WHAT THE TASK ASKS =>
In the entries below, copy the lines from the one containing "reinforcement in the given photograph." through the one containing "[0,464,1132,593]", with nothing changed.

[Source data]
══════════
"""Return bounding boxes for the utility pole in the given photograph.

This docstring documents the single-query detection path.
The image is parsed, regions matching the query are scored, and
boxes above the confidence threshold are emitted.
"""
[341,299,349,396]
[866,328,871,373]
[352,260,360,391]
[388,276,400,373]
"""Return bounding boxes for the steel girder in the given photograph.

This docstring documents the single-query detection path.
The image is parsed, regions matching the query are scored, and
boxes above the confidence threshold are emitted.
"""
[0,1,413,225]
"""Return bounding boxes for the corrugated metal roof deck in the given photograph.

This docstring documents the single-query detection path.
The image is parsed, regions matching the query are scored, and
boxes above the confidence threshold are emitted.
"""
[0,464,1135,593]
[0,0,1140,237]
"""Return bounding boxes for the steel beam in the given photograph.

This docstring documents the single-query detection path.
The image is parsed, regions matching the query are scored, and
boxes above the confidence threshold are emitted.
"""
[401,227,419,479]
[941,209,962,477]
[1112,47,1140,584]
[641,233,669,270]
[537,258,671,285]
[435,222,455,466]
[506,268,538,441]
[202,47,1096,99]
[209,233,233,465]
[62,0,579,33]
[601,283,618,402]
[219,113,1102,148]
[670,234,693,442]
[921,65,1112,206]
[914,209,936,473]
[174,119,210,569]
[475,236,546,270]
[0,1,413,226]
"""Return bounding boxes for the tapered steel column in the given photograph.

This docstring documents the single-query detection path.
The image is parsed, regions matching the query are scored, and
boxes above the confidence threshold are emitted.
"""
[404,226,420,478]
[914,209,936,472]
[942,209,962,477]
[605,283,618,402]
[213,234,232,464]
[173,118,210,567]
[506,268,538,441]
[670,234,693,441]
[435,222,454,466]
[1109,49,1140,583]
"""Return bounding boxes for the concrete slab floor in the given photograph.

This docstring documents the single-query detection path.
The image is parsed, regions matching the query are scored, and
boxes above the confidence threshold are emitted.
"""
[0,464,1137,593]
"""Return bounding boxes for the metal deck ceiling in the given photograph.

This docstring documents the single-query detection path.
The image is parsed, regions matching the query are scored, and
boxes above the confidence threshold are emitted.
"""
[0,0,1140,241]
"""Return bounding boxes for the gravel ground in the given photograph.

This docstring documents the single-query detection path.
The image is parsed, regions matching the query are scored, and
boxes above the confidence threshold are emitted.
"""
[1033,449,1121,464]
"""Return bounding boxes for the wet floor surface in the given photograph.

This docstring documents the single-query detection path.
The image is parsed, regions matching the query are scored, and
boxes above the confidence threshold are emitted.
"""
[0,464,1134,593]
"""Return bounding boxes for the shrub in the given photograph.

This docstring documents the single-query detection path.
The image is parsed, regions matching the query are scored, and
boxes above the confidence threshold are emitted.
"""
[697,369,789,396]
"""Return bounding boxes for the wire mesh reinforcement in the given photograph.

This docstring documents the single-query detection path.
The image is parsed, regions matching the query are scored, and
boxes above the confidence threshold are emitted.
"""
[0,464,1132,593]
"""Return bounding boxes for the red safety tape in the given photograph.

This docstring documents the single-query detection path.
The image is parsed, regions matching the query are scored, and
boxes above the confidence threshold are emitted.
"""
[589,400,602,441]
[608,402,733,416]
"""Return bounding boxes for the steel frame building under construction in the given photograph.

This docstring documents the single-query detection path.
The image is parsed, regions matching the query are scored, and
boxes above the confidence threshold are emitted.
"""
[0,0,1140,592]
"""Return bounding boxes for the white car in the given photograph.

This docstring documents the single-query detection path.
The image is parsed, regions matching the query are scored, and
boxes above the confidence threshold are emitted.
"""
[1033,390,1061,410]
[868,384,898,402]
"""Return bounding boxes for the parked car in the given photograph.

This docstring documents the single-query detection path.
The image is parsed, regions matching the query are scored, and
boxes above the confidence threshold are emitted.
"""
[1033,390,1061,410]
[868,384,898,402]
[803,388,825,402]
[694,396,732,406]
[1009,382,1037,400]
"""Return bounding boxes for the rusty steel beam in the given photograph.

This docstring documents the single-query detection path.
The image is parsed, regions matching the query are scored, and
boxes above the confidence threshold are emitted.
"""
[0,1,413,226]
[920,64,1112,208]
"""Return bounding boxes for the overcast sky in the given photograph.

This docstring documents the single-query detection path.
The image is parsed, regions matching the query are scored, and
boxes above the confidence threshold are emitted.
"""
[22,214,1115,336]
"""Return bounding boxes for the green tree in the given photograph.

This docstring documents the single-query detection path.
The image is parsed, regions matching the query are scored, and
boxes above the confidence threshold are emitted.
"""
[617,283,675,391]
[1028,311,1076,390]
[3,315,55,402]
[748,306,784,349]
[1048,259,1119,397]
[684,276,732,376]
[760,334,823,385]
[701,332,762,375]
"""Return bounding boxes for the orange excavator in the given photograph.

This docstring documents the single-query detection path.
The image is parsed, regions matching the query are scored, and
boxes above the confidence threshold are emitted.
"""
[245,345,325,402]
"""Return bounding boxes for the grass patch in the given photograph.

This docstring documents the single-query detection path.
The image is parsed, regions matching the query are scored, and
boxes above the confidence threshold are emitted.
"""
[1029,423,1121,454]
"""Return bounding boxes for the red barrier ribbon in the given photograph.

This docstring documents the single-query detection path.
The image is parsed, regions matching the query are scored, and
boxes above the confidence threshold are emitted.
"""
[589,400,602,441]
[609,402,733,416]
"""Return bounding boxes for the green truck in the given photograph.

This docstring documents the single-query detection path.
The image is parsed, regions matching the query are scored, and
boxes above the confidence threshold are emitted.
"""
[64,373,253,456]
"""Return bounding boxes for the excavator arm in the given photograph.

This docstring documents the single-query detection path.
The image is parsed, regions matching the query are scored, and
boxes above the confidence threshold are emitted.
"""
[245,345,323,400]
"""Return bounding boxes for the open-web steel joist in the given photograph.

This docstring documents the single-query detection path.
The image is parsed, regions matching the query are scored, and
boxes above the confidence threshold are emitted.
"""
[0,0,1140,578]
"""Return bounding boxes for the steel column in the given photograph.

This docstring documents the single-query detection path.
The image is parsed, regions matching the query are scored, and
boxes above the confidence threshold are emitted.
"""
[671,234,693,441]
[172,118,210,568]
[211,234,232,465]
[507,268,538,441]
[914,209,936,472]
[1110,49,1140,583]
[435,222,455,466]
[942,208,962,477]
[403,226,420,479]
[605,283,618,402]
══════════
COMPLETED EXERCISE =>
"""Return bounding boxes for the wire mesh reinforcement in the given photograph.

This docstring documents the single-query detection path.
The image is parsed, regions matching the query are scored, and
boxes above the confidence threshold are emitted.
"""
[0,464,1132,593]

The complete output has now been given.